▶ [TASK REQUIREMENTS]
Pull out every line of the records below that contains the word "sock". Case counts.

[start SOURCE RECORDS]

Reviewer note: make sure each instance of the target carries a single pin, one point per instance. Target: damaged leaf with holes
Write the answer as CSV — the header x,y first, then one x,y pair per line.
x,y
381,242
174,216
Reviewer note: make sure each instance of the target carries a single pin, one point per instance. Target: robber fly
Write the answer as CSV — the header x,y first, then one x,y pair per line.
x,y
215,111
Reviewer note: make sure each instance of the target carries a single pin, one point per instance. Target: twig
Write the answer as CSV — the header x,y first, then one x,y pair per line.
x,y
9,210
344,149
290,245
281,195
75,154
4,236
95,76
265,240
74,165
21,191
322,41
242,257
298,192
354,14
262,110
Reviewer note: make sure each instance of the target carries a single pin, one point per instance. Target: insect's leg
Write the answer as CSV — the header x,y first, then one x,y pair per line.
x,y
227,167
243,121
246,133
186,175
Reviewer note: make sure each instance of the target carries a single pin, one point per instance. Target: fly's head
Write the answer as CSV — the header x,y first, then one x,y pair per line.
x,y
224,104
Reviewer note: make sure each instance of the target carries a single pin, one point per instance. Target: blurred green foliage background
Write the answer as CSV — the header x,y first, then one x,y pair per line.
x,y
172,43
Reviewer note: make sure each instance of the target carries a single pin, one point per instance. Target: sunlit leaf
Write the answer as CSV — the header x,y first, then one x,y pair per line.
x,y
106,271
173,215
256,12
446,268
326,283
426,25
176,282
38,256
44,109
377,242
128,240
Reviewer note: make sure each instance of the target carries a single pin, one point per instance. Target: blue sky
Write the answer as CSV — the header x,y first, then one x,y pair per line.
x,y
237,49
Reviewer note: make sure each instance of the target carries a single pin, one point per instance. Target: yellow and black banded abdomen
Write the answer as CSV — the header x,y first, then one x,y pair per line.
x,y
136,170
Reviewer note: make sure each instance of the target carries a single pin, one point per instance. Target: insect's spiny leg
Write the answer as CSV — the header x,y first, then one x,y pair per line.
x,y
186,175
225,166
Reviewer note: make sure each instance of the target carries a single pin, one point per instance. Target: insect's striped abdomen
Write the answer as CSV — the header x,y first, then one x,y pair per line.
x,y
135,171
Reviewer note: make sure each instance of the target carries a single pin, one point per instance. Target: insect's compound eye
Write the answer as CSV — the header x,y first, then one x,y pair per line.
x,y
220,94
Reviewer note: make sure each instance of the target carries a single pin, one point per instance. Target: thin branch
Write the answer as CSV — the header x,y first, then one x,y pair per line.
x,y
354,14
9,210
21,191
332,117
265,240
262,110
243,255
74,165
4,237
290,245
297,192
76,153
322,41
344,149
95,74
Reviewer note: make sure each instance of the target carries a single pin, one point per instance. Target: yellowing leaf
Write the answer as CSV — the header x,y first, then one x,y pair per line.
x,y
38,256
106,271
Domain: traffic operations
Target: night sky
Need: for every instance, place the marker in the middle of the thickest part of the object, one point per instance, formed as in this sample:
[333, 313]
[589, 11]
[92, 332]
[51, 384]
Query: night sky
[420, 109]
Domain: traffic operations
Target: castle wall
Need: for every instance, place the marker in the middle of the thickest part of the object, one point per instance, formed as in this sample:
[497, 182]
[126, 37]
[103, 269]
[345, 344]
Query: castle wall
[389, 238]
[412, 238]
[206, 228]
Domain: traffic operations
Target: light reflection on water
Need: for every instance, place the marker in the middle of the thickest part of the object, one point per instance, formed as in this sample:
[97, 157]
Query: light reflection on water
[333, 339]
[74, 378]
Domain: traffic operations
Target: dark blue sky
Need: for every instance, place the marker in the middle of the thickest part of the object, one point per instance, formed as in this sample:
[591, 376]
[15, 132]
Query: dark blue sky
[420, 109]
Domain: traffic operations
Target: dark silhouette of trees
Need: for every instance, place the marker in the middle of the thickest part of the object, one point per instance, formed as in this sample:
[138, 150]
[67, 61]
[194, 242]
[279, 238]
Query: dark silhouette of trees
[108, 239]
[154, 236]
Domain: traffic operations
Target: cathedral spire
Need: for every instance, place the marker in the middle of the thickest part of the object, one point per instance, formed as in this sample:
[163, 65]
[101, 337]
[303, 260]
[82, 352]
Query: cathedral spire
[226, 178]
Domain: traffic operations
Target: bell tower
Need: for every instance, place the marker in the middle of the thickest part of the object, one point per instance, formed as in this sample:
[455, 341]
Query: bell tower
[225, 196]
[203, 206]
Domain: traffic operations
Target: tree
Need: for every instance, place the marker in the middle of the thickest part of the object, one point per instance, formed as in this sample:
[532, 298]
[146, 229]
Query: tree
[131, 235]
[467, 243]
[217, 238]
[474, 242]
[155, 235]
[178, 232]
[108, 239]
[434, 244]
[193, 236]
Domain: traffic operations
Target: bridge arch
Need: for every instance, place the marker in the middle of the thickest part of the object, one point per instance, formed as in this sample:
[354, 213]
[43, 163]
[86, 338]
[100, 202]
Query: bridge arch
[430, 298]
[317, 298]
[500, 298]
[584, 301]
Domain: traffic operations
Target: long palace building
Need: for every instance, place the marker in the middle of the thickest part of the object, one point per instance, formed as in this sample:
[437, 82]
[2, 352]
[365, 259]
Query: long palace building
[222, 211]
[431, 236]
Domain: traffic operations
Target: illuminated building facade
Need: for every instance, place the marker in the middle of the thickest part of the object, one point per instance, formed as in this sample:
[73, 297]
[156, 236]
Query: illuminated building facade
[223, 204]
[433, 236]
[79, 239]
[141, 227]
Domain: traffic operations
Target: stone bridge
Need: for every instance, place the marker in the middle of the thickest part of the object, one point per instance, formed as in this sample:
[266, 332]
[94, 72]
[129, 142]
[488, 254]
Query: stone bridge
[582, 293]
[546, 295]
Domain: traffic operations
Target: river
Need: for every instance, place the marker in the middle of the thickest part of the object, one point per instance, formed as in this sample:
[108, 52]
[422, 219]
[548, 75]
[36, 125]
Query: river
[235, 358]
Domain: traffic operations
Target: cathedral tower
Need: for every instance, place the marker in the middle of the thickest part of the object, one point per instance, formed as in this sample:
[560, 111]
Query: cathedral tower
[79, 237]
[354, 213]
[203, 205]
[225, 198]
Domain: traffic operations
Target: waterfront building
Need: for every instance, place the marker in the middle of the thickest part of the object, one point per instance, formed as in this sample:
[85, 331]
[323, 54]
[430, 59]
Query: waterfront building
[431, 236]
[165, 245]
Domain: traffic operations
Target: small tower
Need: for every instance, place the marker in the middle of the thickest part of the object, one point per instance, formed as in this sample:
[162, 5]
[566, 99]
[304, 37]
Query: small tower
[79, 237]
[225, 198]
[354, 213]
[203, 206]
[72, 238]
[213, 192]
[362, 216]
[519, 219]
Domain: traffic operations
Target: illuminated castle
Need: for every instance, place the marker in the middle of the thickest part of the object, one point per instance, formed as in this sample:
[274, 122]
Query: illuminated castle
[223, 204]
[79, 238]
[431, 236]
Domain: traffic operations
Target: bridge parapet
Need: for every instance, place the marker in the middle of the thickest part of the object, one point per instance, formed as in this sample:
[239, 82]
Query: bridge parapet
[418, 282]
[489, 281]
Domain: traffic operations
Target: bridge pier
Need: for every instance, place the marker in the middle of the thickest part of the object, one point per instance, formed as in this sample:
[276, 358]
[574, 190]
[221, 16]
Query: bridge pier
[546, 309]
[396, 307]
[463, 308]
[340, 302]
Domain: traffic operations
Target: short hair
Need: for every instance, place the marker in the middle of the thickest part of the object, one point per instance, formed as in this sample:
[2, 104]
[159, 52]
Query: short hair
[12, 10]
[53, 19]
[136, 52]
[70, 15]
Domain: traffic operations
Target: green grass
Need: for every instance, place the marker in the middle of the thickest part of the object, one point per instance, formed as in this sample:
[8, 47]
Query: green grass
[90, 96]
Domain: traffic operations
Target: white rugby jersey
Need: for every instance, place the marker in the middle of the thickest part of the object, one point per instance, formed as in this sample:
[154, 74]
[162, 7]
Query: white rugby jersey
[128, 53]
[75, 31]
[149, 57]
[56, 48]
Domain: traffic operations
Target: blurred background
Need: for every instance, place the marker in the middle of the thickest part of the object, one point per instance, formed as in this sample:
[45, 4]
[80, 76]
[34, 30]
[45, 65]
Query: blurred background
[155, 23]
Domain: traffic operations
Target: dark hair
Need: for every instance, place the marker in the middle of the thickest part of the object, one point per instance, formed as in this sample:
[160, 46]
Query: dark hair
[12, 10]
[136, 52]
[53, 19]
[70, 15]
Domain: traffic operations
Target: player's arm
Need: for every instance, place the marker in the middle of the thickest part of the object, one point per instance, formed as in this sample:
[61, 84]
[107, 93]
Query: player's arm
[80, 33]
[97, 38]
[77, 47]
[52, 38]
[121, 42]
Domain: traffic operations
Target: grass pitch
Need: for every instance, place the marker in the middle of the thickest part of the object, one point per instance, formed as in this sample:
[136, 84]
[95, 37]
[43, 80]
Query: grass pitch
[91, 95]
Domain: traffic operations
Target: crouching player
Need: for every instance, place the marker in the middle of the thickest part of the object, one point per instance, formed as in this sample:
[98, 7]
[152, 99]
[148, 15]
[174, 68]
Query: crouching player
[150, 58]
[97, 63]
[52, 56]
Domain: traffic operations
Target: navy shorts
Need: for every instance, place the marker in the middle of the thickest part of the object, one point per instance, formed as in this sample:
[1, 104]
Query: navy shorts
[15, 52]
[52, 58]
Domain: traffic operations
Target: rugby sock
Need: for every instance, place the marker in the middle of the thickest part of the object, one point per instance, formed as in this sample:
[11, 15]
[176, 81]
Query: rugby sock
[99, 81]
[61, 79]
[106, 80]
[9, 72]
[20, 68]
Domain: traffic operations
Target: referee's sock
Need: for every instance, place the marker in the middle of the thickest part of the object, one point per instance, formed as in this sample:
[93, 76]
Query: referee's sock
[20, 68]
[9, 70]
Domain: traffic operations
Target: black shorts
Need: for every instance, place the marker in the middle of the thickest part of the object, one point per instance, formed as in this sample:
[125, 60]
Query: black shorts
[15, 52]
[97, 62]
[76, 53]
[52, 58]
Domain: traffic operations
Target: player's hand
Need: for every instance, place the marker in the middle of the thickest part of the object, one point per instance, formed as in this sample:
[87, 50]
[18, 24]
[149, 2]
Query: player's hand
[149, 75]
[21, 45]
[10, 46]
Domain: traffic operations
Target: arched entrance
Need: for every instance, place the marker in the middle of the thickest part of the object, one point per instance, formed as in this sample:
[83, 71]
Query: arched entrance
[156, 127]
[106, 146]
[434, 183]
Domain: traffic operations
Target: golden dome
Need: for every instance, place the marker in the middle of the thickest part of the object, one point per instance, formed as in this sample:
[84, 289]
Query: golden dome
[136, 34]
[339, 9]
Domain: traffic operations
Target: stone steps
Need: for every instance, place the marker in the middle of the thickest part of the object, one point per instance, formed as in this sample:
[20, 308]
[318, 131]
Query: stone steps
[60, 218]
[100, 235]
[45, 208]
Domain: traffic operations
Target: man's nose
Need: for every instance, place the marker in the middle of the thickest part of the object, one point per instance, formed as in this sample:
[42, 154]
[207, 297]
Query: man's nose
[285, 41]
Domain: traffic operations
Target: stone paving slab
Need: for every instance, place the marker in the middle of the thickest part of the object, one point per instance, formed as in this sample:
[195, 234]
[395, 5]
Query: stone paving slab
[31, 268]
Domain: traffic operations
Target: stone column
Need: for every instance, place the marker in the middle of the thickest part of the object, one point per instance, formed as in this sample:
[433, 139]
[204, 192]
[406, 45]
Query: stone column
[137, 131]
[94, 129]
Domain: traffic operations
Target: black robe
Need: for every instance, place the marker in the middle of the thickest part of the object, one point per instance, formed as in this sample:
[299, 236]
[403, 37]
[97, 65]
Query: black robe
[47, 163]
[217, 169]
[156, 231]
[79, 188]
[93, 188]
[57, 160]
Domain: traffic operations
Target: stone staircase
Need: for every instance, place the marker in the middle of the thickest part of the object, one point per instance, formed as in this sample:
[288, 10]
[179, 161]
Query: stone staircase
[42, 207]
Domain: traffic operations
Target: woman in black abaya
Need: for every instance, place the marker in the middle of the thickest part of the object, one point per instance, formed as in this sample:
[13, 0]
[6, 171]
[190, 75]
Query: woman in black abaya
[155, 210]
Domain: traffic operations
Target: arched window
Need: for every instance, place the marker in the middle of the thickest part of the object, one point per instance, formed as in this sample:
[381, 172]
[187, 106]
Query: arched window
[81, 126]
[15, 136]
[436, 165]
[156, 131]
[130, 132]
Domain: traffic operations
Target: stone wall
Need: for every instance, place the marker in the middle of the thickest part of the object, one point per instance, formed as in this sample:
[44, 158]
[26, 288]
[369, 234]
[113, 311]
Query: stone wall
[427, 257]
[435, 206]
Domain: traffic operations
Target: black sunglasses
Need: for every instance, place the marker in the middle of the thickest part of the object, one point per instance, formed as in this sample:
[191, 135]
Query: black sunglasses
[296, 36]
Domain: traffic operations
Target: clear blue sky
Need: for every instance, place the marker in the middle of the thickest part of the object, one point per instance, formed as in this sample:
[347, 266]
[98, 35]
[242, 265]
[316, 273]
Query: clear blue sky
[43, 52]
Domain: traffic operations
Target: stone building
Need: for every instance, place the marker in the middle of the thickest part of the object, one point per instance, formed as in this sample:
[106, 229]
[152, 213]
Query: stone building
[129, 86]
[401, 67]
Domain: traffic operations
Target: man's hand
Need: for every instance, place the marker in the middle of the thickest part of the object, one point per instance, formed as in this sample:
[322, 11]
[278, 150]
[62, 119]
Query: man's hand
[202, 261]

[end SOURCE RECORDS]

▶ [SOLVED EXERCISE]
Target: rugby sock
Query: rugby sock
Target: referee's sock
Query: referee's sock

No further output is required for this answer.